> Task description: List every line of the items below that contains the string "road", copying each line in full. Treat uppercase and lowercase letters as different.

> Source material:

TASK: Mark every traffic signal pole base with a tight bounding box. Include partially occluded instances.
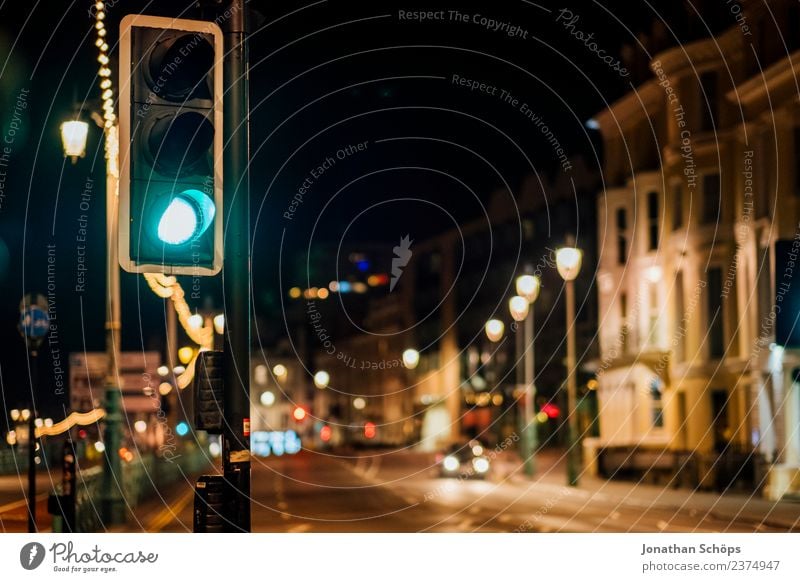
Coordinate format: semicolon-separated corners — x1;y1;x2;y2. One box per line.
100;386;125;527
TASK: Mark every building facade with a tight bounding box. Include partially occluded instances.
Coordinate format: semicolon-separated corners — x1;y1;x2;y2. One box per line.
584;1;800;499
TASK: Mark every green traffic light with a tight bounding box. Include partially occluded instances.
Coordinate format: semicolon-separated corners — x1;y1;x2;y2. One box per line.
157;190;216;246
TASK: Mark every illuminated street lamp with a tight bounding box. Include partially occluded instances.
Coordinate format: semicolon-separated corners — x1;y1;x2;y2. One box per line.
556;247;583;282
188;313;203;330
272;364;289;380
508;275;541;476
314;370;331;390
61;119;89;164
486;319;506;342
508;295;530;321
556;246;583;487
178;346;194;364
403;348;419;370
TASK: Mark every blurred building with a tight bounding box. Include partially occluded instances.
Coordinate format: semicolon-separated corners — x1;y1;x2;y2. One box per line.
584;0;800;499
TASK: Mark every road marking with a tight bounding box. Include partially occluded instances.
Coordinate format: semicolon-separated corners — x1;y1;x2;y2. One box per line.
145;489;194;533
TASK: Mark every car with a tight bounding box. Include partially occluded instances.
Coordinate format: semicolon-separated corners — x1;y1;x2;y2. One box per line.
436;440;492;479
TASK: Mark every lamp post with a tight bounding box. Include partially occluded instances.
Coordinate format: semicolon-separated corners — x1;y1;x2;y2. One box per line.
556;246;583;487
508;275;541;476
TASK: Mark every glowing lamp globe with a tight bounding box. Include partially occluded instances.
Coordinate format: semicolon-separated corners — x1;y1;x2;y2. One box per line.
486;319;506;342
516;275;541;303
314;370;331;390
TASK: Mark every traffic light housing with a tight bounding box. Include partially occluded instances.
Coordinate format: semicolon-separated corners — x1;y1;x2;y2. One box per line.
119;14;224;276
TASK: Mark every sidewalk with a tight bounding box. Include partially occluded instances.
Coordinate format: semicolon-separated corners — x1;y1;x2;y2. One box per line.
495;451;800;531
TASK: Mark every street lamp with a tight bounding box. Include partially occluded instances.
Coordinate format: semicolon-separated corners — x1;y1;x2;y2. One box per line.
403;349;419;370
272;364;289;380
509;275;542;476
61;119;89;164
187;313;203;330
178;346;194;364
508;295;530;322
485;319;506;342
314;370;331;390
214;313;225;335
556;246;583;487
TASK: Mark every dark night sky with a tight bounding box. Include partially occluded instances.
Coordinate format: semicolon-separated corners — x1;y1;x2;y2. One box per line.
0;0;736;420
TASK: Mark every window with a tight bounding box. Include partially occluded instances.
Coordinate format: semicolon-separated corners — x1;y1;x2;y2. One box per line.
672;182;683;230
617;208;628;265
619;292;630;353
647;192;658;251
650;376;664;428
706;267;725;358
700;71;719;131
701;174;720;224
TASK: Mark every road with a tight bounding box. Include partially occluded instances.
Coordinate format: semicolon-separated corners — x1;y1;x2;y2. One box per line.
133;452;800;532
0;451;800;532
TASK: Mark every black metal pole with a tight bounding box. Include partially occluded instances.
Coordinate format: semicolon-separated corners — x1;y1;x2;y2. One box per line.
220;0;251;532
28;348;39;533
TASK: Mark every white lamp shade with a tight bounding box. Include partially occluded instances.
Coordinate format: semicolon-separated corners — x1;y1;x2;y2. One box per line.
556;247;583;281
508;295;530;321
517;275;541;303
188;313;203;330
61;120;89;158
214;313;225;335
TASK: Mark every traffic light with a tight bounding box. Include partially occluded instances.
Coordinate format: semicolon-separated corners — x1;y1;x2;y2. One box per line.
119;15;223;276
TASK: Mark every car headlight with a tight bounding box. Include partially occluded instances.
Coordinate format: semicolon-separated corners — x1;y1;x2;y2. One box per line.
442;455;461;471
472;457;489;473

> Solution to this task:
TASK: Mark every road marking with a tight bounding box. Include partially occluded instances.
TASK: Mark every road with a tight bounding box. Include partially occluded instances.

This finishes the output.